Bottomwriting March 27 | The Coast Halifax

Bottomwriting March 27

Bottomwriting, March 27, 2008

As we skate through the final week of March, many are looking forward to the strike-abbreviated TV season to kick back in to gear to give us all tastes of our favourite shows so cruelly halted when the writers wanted to get paid their dues. Now that they have, we should start seeing strange April premieres coming soon. The box sets that come out later in the year, collecting the recent season of *House* or *Grey’s Anatomy* will be truncated, which hopefully will reflect in a discounted price at the video rental or retail outlet. There’s your silver lining.

Me, I’ve busied myself with one of the CBC shows that came on in January, the Douglas Coupland-penned *jPod* which was broadcast on Monday, then moved to Friday, and finally cancelled two weeks ago. The wittiest comedy the Ceeb has produced since, geez, *Twitch City* maybe, and now it’s gone. Now we’ll never get to see Kaitlin and Ethan kiss or Cowboy deal with the memory of his parent’s murder/suicide or Alan Thicke’s Jim Jarlewski dance again with his buddy Kam Fong. The CBC has a rotten habit of cancelling its best shows. On the radio, too, the National Playlist, the best thing Jian Gomeshi has ever done on the Mothercorp, went away after too short a life.

Tasks ->
**1.** In the column, on which day of the week was jPod broadcast before it moved to Friday?
**2.** Reproduce the column's text from "As we skate" up to and including "your silver lining.".

[Dataset excerpts]

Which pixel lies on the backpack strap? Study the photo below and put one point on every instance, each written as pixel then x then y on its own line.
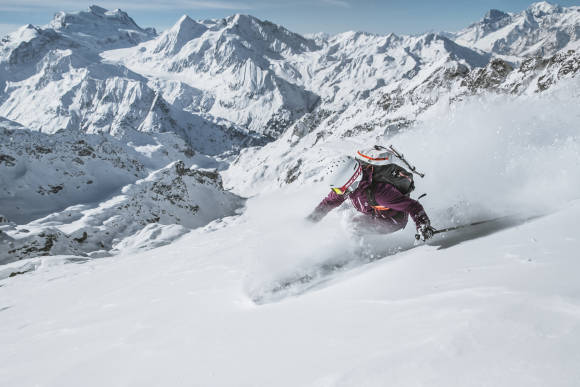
pixel 370 193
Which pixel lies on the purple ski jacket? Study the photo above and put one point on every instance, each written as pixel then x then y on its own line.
pixel 396 206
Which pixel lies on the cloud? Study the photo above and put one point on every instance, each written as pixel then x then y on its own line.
pixel 337 3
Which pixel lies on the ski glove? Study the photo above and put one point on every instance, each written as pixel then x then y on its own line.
pixel 315 217
pixel 424 230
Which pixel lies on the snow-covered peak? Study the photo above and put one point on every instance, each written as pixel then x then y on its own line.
pixel 101 28
pixel 542 8
pixel 494 15
pixel 172 40
pixel 542 29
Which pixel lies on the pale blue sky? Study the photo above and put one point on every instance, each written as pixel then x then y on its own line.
pixel 332 16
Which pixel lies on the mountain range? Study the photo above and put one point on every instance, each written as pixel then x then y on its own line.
pixel 116 136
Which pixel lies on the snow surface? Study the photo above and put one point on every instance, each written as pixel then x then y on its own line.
pixel 154 188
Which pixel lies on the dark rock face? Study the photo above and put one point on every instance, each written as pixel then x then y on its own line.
pixel 489 78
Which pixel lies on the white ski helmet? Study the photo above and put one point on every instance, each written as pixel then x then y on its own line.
pixel 376 155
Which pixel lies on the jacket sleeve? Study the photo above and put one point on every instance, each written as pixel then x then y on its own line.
pixel 388 196
pixel 327 204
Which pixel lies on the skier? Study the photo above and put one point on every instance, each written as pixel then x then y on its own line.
pixel 382 195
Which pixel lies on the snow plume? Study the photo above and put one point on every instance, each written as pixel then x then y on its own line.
pixel 484 157
pixel 496 155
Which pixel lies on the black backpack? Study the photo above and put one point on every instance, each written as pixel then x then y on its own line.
pixel 394 175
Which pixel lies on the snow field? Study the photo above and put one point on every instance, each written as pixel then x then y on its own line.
pixel 501 310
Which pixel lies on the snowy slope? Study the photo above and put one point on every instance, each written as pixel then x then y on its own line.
pixel 542 29
pixel 500 310
pixel 91 194
pixel 130 256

Solved problems ->
**1.** Monday

**2.**
As we skate through the final week of March, many are looking forward to the strike-abbreviated TV season to kick back in to gear to give us all tastes of our favourite shows so cruelly halted when the writers wanted to get paid their dues. Now that they have, we should start seeing strange April premieres coming soon. The box sets that come out later in the year, collecting the recent season of *House* or *Grey’s Anatomy* will be truncated, which hopefully will reflect in a discounted price at the video rental or retail outlet. There’s your silver lining.